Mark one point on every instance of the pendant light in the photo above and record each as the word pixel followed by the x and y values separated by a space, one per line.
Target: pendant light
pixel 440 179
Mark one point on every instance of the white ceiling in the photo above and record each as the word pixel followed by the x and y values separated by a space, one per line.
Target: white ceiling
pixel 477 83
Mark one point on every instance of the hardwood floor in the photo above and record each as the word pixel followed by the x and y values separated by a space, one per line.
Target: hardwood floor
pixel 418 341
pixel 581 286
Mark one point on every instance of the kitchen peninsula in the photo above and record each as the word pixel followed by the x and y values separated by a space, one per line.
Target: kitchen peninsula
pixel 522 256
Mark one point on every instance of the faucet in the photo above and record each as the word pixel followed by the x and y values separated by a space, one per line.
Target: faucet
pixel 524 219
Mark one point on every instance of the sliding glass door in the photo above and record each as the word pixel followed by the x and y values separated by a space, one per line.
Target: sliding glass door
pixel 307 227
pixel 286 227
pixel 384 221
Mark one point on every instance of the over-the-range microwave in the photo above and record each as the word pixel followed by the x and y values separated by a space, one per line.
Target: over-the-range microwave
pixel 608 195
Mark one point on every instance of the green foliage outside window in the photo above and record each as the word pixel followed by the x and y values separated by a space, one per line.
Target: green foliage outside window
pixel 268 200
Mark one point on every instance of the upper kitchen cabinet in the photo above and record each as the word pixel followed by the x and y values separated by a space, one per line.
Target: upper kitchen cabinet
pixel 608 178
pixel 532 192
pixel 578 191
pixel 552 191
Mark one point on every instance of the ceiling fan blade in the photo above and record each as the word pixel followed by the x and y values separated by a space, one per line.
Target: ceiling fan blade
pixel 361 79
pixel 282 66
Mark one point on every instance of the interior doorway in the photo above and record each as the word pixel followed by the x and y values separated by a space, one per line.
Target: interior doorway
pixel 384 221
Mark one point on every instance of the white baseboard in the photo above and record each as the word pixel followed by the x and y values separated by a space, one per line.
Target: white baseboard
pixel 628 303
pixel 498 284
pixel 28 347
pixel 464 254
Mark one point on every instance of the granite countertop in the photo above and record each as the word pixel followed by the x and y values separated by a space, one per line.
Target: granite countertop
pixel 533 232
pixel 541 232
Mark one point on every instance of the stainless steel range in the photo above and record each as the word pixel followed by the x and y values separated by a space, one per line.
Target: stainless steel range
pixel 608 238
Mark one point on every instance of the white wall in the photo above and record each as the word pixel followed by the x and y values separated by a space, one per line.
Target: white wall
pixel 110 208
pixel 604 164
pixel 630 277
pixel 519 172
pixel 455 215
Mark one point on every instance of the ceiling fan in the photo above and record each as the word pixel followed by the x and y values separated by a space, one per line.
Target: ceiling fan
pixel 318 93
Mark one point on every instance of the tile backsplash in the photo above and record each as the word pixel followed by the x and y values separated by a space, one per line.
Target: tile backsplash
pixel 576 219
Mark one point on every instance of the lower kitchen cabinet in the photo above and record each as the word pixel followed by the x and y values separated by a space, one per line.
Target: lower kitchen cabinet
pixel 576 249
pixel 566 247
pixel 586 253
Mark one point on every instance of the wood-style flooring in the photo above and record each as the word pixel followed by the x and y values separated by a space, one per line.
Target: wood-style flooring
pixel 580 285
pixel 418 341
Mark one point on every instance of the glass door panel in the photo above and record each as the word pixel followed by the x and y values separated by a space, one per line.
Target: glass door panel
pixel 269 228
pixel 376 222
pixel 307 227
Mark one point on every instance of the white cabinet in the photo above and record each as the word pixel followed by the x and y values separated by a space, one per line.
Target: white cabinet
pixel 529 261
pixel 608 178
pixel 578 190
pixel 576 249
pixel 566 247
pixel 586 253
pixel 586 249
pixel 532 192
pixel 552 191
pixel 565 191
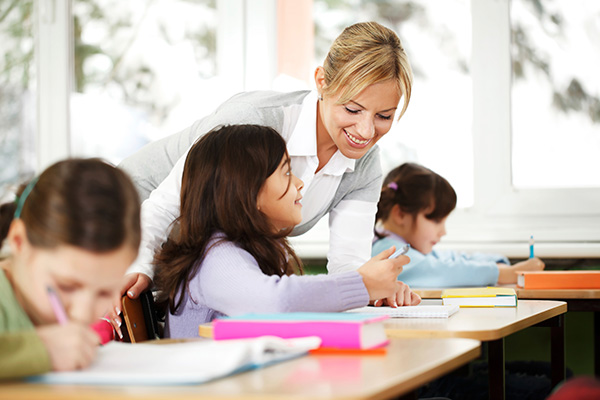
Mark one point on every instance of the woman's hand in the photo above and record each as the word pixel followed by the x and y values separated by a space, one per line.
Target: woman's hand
pixel 380 275
pixel 132 284
pixel 508 274
pixel 70 346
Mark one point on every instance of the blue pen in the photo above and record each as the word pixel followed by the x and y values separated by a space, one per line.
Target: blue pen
pixel 531 247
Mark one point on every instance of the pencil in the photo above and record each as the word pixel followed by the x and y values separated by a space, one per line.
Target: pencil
pixel 59 311
pixel 531 247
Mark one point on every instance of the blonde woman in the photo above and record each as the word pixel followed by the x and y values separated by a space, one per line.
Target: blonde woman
pixel 330 134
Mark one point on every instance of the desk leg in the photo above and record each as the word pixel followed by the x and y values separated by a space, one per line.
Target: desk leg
pixel 496 369
pixel 596 343
pixel 557 349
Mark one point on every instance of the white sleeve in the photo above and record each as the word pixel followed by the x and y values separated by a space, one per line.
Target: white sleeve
pixel 351 225
pixel 158 212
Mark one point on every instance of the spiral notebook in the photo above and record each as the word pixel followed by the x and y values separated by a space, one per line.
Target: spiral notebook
pixel 424 311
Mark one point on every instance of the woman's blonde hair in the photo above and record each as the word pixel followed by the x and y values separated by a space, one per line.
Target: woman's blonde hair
pixel 363 54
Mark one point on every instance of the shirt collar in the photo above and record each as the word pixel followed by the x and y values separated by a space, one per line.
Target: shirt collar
pixel 303 141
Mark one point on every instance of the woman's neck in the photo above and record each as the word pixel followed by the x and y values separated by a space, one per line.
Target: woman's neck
pixel 326 148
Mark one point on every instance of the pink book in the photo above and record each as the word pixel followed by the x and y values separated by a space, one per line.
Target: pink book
pixel 336 330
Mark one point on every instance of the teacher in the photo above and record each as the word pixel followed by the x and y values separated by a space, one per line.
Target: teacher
pixel 330 134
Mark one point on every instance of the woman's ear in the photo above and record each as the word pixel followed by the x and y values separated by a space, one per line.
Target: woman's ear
pixel 320 79
pixel 17 236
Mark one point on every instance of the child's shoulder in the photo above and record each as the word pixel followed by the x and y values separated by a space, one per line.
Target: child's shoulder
pixel 384 243
pixel 220 249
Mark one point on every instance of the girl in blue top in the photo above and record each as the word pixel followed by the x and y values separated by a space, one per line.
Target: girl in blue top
pixel 413 208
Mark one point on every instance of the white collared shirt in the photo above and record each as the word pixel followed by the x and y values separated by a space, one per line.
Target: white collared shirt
pixel 350 222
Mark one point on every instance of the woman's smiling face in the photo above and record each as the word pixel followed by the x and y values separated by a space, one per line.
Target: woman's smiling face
pixel 355 126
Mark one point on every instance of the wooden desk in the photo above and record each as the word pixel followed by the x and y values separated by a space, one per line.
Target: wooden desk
pixel 492 325
pixel 408 364
pixel 579 300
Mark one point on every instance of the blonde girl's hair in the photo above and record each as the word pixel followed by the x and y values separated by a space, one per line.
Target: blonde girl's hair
pixel 363 54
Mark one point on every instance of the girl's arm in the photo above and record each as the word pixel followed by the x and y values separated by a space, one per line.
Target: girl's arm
pixel 447 269
pixel 230 281
pixel 22 354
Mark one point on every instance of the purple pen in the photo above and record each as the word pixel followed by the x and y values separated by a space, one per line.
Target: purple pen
pixel 59 311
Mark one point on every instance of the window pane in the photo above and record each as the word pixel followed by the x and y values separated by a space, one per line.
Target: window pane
pixel 17 92
pixel 436 34
pixel 556 94
pixel 142 70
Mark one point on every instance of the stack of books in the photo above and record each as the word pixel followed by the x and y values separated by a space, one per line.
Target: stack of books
pixel 559 279
pixel 480 297
pixel 336 330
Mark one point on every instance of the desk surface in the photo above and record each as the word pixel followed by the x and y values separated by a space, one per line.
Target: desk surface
pixel 540 294
pixel 478 323
pixel 408 364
────────────────────
REQUIREMENT: Copy every line above word for word, and leave the pictures out of your copy.

CORRECT RESPONSE:
Mark one point on every instance of the pendant light in the photo above and record each as the word pixel followed by the x and y values separated by a space, one per line.
Target: pendant light
pixel 440 179
Mark one point on every instance of the white ceiling in the photo above and record each as the word pixel followed by the x and y values separated by a space, one per line.
Target: white ceiling
pixel 477 83
Mark one point on every instance of the hardwood floor in the photo above and record each as the word pixel followed by the x and y values separated by a space, one per line.
Target: hardwood floor
pixel 418 341
pixel 581 286
Mark one point on every instance of the kitchen peninsula in the photo above and record each as the word pixel followed by the x and y values separated by a space, one per line.
Target: kitchen peninsula
pixel 522 256
Mark one point on every instance of the faucet in the photo above and record each as the word pixel followed by the x and y values separated by a space, one per line.
Target: faucet
pixel 524 219
Mark one point on every instance of the sliding glass door in the photo above and record each as the word pixel followed by the x and y values separated by a space, one per line.
Target: sliding glass door
pixel 307 227
pixel 286 227
pixel 384 221
Mark one point on every instance of the over-the-range microwave in the photo above and record each as the word pixel followed by the x and y values separated by a space, one per line.
Target: over-the-range microwave
pixel 608 195
Mark one point on every instance of the green foliage outside window in the photo above and record each as the word pixel followed by the x and y values separated by a space, one per line.
Target: green foliage outside window
pixel 268 200
Mark one point on every instance of the upper kitchen cabinet in the photo above and record each as the word pixel followed by the x and y values separated by a space, one per line.
Target: upper kitchen cabinet
pixel 608 178
pixel 532 192
pixel 578 191
pixel 552 191
Mark one point on every instance of the ceiling fan blade in the photo above and record each as the word pixel followed by the x and y values separated by a space, one per line.
Target: ceiling fan blade
pixel 361 79
pixel 282 66
Mark one point on every instance of the interior doorway in the photo above and record each as the word pixel followed by the x and y values separated by a space, one per line.
Target: interior doorway
pixel 384 221
Mark one point on every instance of the white baseboard in the photo above and record each as the word pixel followed by the x and y values separated by a space, one per line.
Target: white baseboard
pixel 628 303
pixel 498 284
pixel 28 347
pixel 464 254
Mark one point on every instance of the granite countertop in the photo above and record each as the word pixel followed by the x and y values separated by a space, one per line.
Target: granite countertop
pixel 533 232
pixel 541 232
Mark one point on every instance of the stainless steel range in the photo above and record each as the word pixel followed by the x and y values separated by a space, one per line.
Target: stainless steel range
pixel 608 238
Mark one point on every instance of the white wall in the photo above and record each as the word pixel followed by the x and y values separated by a space, one per line.
Target: white wall
pixel 110 208
pixel 604 164
pixel 630 277
pixel 519 172
pixel 455 215
Mark one point on every instance of the ceiling fan in the photo above and record each as the word pixel followed by the x and y values separated by a space, one per line.
Target: ceiling fan
pixel 318 93
Mark one point on every instance of the tile backsplash in the photo above and record each as the word pixel followed by the x and y values separated by a space, one per line.
Target: tile backsplash
pixel 576 219
Mark one point on every instance of the lower kitchen cabinet in the photo above and record each as the word pixel followed by the x and y values separated by a space, one per line.
Target: lower kitchen cabinet
pixel 576 249
pixel 566 247
pixel 586 253
Mark one point on every instance of the wood-style flooring in the photo above and record each as the word pixel followed by the x and y values separated by a space, one per line.
Target: wood-style flooring
pixel 580 285
pixel 418 341
Mark one point on every instance of the glass door panel in the photo above and record each as the word pixel followed by the x and y values separated by a space, one per line.
Target: glass door panel
pixel 269 228
pixel 376 222
pixel 307 227
Mark one point on every instance of the white cabinet in the photo above and record each as the word pixel followed by the x and y values separated by a space, one per line.
Target: white cabinet
pixel 529 261
pixel 608 178
pixel 578 190
pixel 576 249
pixel 566 247
pixel 586 253
pixel 586 249
pixel 532 192
pixel 552 191
pixel 565 191
Mark one point on every instance of the woman's hand in the photo above and record each as the word pixel followed by the x and y values separated by a space, one per line.
Target: woman's hand
pixel 380 275
pixel 132 284
pixel 508 274
pixel 70 346
Mark one point on every instance of the blue pen in the photo above and record each as the word pixel followed by the x and y values separated by a space, one per line.
Target: blue pen
pixel 531 247
Mark one point on every instance of the pencil in the photo above and record each as the word pixel followed by the x and y values separated by a space, one per line.
Target: pencil
pixel 59 311
pixel 531 247
Mark one point on every instance of the blonde woman in the photo above and record each as the word pixel followed by the x and y values separated by a space, one per line.
Target: blonde woman
pixel 330 134
Mark one point on every instance of the desk leg in the photo above and record each as the word pixel followed by the x and y values separated by a space, one per line.
Target: desk leg
pixel 496 369
pixel 596 343
pixel 557 349
Mark one point on every instance of the white sleeve in the photo above and record each as the word pixel followed by the x and y values separated by a space, one per line.
Target: white sleeve
pixel 351 225
pixel 158 212
Mark one point on every instance of the spiral notebook in the photo above and record each as the word pixel followed by the x and y values separated by a space, one per line.
Target: spiral notebook
pixel 424 311
Mark one point on every instance of the woman's blonde hair in the photo above and record each as the word pixel followed by the x and y values separated by a space, one per line.
Target: woman's blonde hair
pixel 363 54
Mark one point on every instance of the shirt collar in the photo above and record each as the word pixel followed by the x and y values separated by a space, one per line.
Target: shirt collar
pixel 303 141
Mark one point on every instance of the woman's neck in the photo above and record each as the word pixel followed by the x and y values separated by a space, one per line.
Target: woman's neck
pixel 326 148
Mark one point on every instance of the pink book in the photo above and record each as the word pixel followed by the x and y values separated by a space, one per line.
Target: pink book
pixel 336 330
Mark one point on every instance of the teacher in the photo above and record each as the word pixel followed by the x and y values separated by a space, one per line.
Target: teacher
pixel 330 134
Mark one point on every instance of the woman's ear in the photo above and record each as the word pixel followed by the x and y values separated by a space, one per line.
Target: woman's ear
pixel 320 79
pixel 17 236
Mark one point on every instance of the child's shoulder in the photo above and record each as the word pixel followed by the x and y values separated by a space, one per line.
Target: child's shoulder
pixel 384 243
pixel 220 249
Mark one point on every instance of the girl in blue top in the photo above and record each as the word pixel followed by the x and y values separated by a space, one per line.
Target: girl in blue top
pixel 413 208
Mark one point on every instance of the white collared shirt in the photo above and record each as the word pixel followed by the x and y values separated by a space, one per line.
Target: white collared shirt
pixel 350 222
Mark one point on every instance of the woman's smiling face in the photo above and record each as the word pixel followed by the x and y values separated by a space, one per line.
Target: woman's smiling face
pixel 355 126
Mark one point on every instance of the wooden desk in the photo above and record each as the word pixel followed by the x and y values separated by a space, one per line.
Target: wooden desk
pixel 492 325
pixel 408 364
pixel 579 300
Mark one point on every instance of the blonde girl's hair in the photo above and record each as the word pixel followed by the x and y values separated by a space, one per line.
Target: blonde girl's hair
pixel 363 54
Mark one point on every instance of the girl's arm in the photo above and record each as the word pixel followed by the x and y values separated by a space, one per line.
Target: girl's arm
pixel 447 269
pixel 230 281
pixel 22 354
Mark one point on every instance of the purple pen in the photo above and record each as the word pixel followed by the x and y values separated by a space, one per line.
Target: purple pen
pixel 59 311
Mark one point on every instance of the window pane in the photo above and record each as the word pixel followed by the x and y values separated by a space, one per line.
Target: window pane
pixel 17 92
pixel 436 34
pixel 556 94
pixel 142 70
Mark one point on every instance of the stack of books in the photo above and record each as the word pixel followed by the x and y values separated by a space, one per line.
Target: stack of books
pixel 559 279
pixel 480 297
pixel 336 330
Mark one point on every instance of the desk surface in the photo above and record each as the word pixel followed by the x and y values separated by a space, one per line.
Target: desk surface
pixel 540 294
pixel 478 323
pixel 408 364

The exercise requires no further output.